* _Exercise data_

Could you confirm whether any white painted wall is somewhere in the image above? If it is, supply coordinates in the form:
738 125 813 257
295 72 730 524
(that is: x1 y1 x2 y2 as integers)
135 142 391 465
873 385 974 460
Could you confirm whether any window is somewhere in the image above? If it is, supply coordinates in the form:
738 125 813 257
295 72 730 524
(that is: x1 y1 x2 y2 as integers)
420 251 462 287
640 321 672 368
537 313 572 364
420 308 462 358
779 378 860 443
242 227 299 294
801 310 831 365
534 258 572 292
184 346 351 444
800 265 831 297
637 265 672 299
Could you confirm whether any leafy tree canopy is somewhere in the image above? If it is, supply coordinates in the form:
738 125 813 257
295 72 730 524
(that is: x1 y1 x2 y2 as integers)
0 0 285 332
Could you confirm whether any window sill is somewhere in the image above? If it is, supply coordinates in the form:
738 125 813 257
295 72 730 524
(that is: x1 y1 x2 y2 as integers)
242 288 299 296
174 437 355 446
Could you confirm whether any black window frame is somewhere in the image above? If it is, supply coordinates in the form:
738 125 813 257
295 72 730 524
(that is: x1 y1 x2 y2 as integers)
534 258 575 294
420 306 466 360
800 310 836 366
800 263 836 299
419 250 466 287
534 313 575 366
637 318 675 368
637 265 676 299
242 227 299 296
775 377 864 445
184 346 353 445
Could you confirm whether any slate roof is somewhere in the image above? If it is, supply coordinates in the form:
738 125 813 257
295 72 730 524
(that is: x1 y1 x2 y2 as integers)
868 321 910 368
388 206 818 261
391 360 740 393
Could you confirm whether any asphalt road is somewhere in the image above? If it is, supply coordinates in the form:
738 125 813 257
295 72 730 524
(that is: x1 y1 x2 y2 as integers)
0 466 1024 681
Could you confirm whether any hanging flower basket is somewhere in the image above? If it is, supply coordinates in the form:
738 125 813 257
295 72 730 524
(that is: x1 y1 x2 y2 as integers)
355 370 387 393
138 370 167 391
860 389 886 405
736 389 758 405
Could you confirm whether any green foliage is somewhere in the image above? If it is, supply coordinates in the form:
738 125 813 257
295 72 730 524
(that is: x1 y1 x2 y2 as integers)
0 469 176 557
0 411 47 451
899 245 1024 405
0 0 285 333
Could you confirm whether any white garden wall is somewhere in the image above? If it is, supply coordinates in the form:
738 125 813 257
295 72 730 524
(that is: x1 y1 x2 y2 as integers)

* _Description of the task_
Rewrite the lines from "Could you confirm whether any window sill" through "174 437 355 446" as a numbered list, leaving out any blank lines.

* _Task output_
1. Could you confirm whether any window sill is somewhere in the image above? If it is, supply coordinates in the form:
2. 738 125 813 257
3. 295 72 730 524
4. (that is: x1 y1 x2 y2 as integers)
5. 242 288 299 296
6. 174 437 355 446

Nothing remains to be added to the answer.